Chicago Architecture Biennial: L’Année Dernière

status:
Exhibition

year:
2015

place:
Chicago, USA

client:
Chicago Architecture Biennial: curated by Joseph Grima and Sarah Herda

with:
baukuh, Photos by Stefano Graziani

area:
25.000 m²

description:
Berlin is flat, abstract, empty.

Having been built later, and on a flat, large landscape, Berlin is much more spacious than any other European capital. Berlin is made of this extreme abundance of space, and not just since the war and the Soviet era; Berlin has always been made of void, of distance, of nostalgia. The original landscape was flat and the city carefully respected and elaborated this flatness. The flatness, the largeness and the abundance of slowly moving water are clearly readable in Schinkel’s architecture. The loyalty to the geological/geographical condition of the city is the starting point of all of his buildings. The flatness is so important that, for all the talks about the importance of tectonics in his work, Schinkel’s buildings never have real bases. Schinkel’s buildings are always boxes just leaned on the ground next to each other in slightly different angles. As such, the volumes do not have a fixed relation with the soil neither with each other; they seem to slide like geometric icebergs on an unbelievably quiet see.

EXERCISES TO COMPLETE
**1)** Answer these questions from the exhibition entry on L'Année Dernière:
(a) In what year did the project take place?
(b) Who curated the Chicago Architecture Biennial?
(c) What does the entry say Schinkel's buildings never have?
**2)** According to the exhibition entry on L'Année Dernière, why is Berlin more spacious than any other European capital?

SUPPLIED RECORDS
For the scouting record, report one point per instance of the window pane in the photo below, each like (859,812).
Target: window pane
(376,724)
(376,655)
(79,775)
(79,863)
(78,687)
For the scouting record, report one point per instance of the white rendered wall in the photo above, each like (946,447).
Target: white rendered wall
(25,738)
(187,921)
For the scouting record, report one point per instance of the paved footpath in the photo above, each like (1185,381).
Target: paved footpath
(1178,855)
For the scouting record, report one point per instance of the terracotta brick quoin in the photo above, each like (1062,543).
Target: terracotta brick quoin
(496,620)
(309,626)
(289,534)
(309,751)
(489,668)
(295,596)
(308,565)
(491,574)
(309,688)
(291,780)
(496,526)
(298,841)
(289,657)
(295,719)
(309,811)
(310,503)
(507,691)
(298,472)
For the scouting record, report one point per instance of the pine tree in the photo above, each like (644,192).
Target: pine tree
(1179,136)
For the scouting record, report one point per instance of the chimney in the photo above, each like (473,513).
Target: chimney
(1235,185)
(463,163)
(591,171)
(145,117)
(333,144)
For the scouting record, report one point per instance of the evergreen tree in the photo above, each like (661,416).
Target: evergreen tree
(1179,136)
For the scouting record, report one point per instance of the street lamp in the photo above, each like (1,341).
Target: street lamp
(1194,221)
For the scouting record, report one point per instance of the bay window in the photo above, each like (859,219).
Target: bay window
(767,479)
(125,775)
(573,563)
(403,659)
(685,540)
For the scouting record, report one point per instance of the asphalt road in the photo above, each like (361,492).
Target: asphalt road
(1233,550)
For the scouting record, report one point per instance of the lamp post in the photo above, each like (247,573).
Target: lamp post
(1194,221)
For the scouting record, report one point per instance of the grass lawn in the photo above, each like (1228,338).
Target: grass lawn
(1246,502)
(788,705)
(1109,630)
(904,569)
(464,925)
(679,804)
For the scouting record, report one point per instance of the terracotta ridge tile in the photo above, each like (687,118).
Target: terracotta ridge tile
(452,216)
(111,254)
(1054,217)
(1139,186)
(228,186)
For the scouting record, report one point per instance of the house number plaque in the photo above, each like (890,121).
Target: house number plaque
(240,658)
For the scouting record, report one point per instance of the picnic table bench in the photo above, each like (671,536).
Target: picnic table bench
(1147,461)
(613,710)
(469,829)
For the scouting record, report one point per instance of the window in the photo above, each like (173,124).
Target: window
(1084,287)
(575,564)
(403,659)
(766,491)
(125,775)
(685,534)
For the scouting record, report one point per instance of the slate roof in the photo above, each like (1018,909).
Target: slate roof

RESPONSES
**1)**
(a) 2015
(b) Joseph Grima and Sarah Herda
(c) Real bases

**2)** Berlin was built later than other European capitals, and it was built on a flat, large landscape. This is why it is much more spacious than any of them.